Instructions for the task:
Pull out every line of the data that contains the word "clicks", and list those lines in their original order.

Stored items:
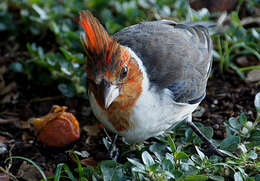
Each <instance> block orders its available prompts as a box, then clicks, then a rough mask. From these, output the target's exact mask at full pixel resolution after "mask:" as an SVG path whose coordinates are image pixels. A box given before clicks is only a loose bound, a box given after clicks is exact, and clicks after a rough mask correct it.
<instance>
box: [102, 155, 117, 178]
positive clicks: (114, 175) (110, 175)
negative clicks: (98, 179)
mask: <svg viewBox="0 0 260 181" xmlns="http://www.w3.org/2000/svg"><path fill="white" fill-rule="evenodd" d="M117 167H118V166H117V163H116V162H115V161H113V160H106V161H102V162H101V164H100V169H101V172H102V175H103V180H104V181H112V180H114V178H115V177H121V176H120V174H119V175H118V173H117V172H122V170H121V169H120V168H117ZM121 175H122V173H121ZM117 179H118V180H120V178H117Z"/></svg>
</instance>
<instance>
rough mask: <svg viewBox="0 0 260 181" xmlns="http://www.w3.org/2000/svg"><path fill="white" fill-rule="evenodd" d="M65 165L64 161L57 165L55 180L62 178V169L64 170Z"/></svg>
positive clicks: (54, 180)
mask: <svg viewBox="0 0 260 181" xmlns="http://www.w3.org/2000/svg"><path fill="white" fill-rule="evenodd" d="M63 166H64V163H60V164H58V165H57V168H56V172H55V177H54V181H59V180H60V176H61V171H62V168H63Z"/></svg>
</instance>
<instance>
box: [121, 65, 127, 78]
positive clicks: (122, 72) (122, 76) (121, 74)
mask: <svg viewBox="0 0 260 181" xmlns="http://www.w3.org/2000/svg"><path fill="white" fill-rule="evenodd" d="M127 72H128V68H127V67H123V68H122V70H121V73H120V79H121V80H122V79H124V78H125V77H126V76H127Z"/></svg>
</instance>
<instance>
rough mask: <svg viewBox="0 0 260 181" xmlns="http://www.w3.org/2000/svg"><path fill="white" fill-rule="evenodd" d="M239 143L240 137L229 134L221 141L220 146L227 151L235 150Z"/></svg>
mask: <svg viewBox="0 0 260 181" xmlns="http://www.w3.org/2000/svg"><path fill="white" fill-rule="evenodd" d="M239 143H240V137H238V136H233V135H231V136H229V137H227V138H225V139H224V140H222V141H221V143H220V148H221V149H222V150H227V151H231V152H232V151H235V150H236V149H237V146H238V144H239Z"/></svg>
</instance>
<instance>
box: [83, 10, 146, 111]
mask: <svg viewBox="0 0 260 181" xmlns="http://www.w3.org/2000/svg"><path fill="white" fill-rule="evenodd" d="M79 23H80V25H81V26H82V28H83V29H84V31H85V33H84V34H82V36H81V40H82V43H83V46H84V48H85V51H86V54H87V62H86V67H85V71H86V73H87V77H88V81H89V85H90V90H91V91H92V92H93V94H94V95H95V98H96V100H97V102H98V103H99V105H100V106H102V107H103V108H105V109H108V108H109V107H110V105H111V104H112V103H114V104H116V103H118V104H120V105H121V106H122V105H123V107H122V109H123V108H124V107H128V106H131V105H130V104H134V102H135V99H136V98H137V96H139V95H140V92H141V91H142V86H141V84H142V80H143V75H142V72H141V71H140V69H139V66H138V63H137V61H136V60H135V58H134V57H133V56H131V53H130V51H129V49H127V48H126V47H124V46H122V45H120V44H119V43H118V42H117V40H116V39H115V38H111V37H110V36H109V35H108V33H107V32H106V30H105V29H104V27H103V26H102V25H101V24H100V23H99V21H98V20H97V19H96V18H95V17H94V16H93V15H92V14H91V13H90V12H89V11H82V12H80V20H79Z"/></svg>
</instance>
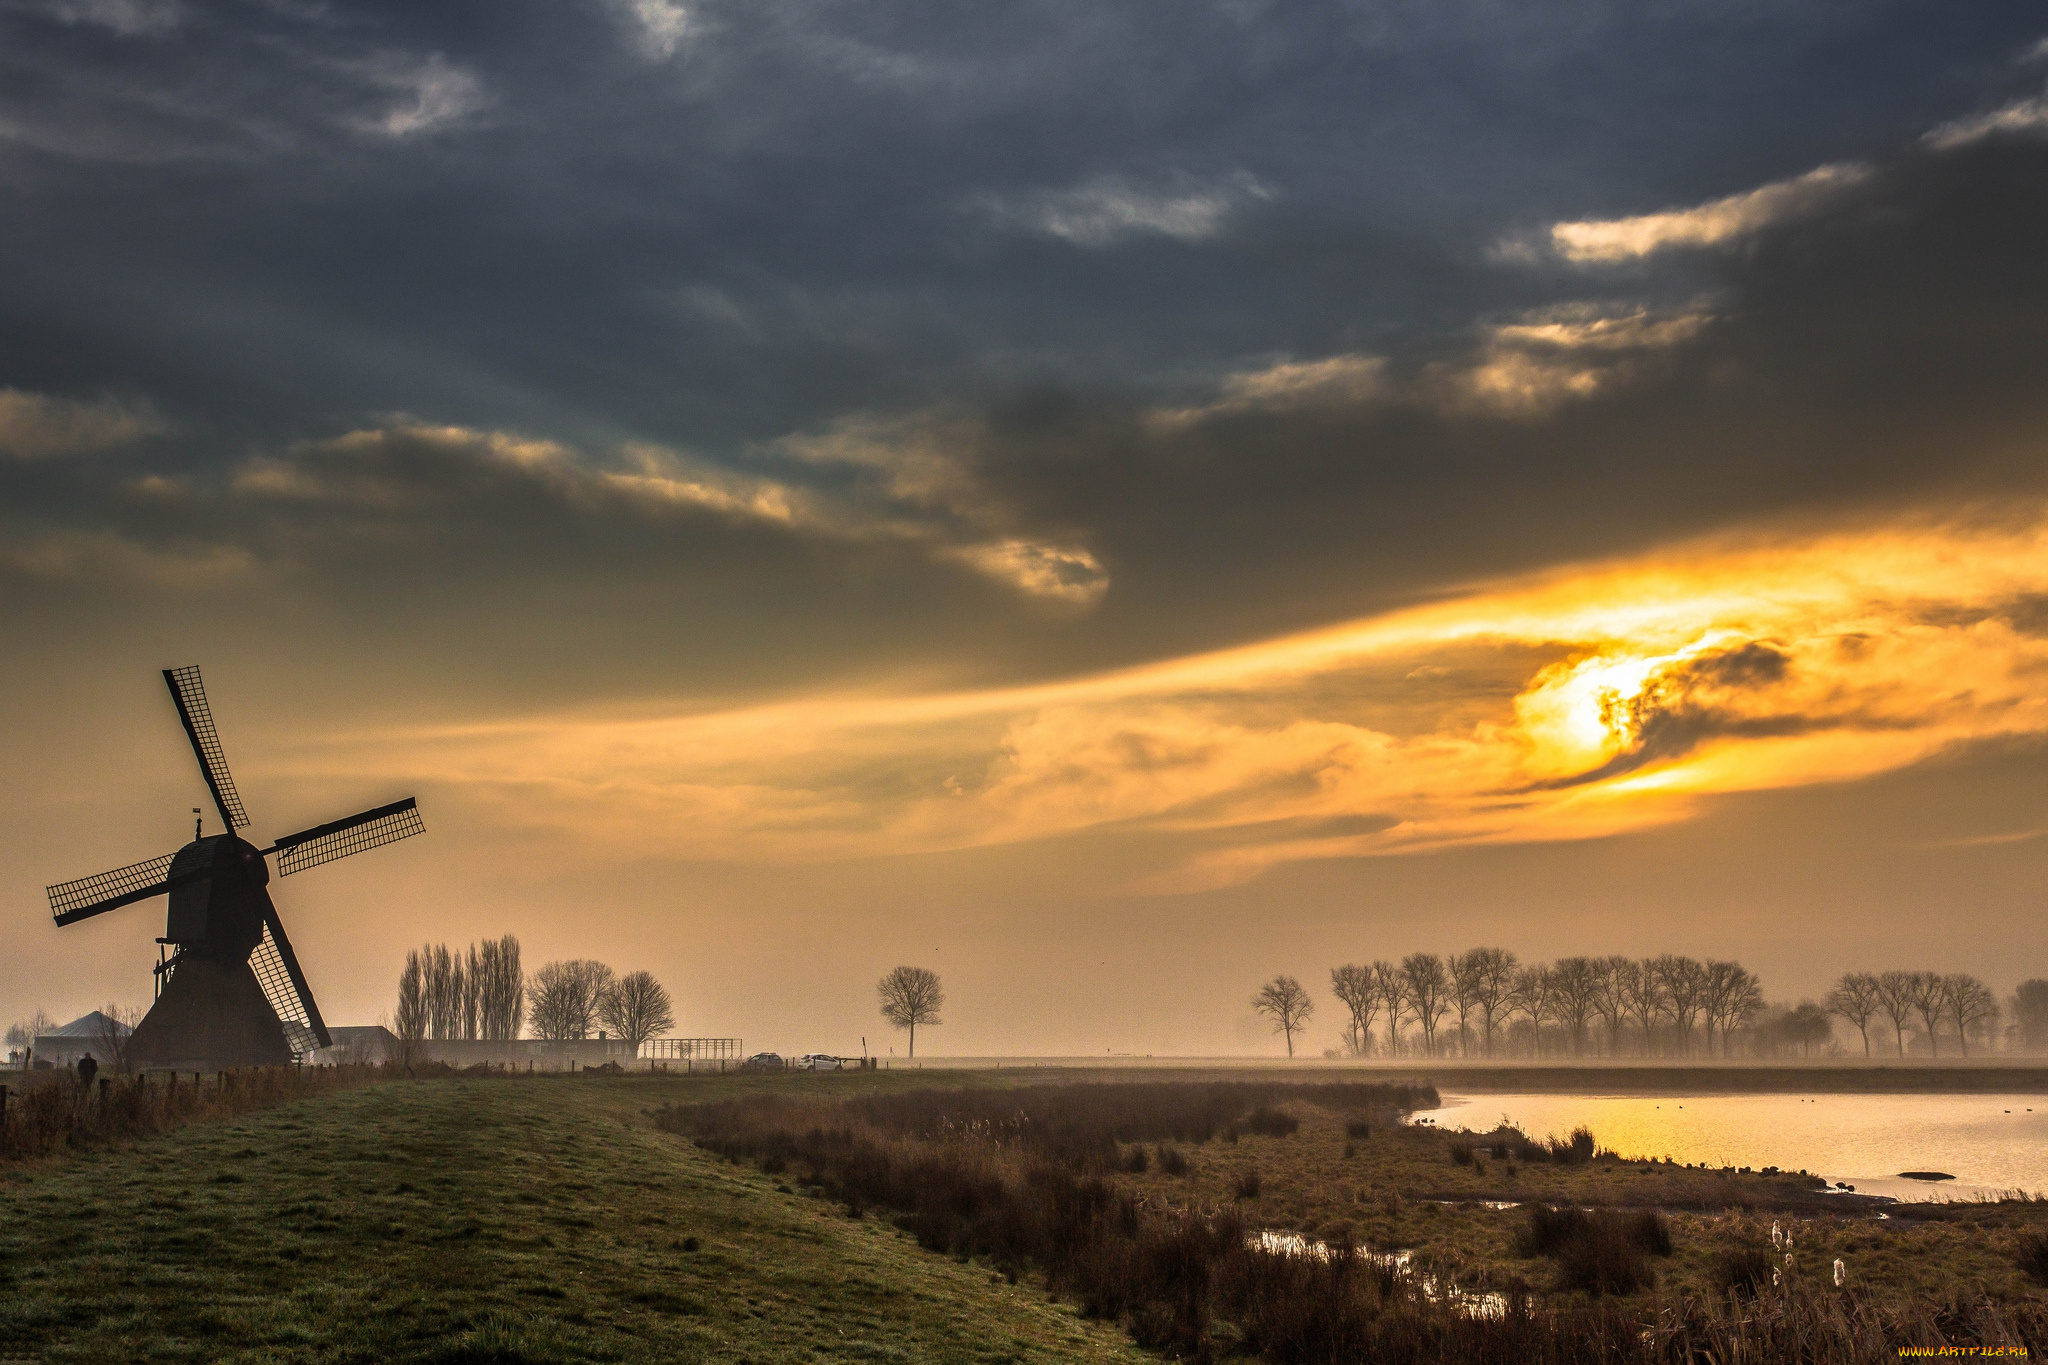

Response:
Each <instance> block orders its available prompts as a box, then clicks, then a rough mask. From these, output the target's exact mask at full pixel resolution after "mask:" as an SVG path whose coordinates are image pixels. A box given before clicks is only a loose bound, a box given after clicks is exact, and clicks after a rough mask correct it.
positive clicks: (114, 175) (110, 175)
negative clicks: (98, 179)
positive clicks: (54, 180)
positive clicks: (122, 72) (122, 76) (121, 74)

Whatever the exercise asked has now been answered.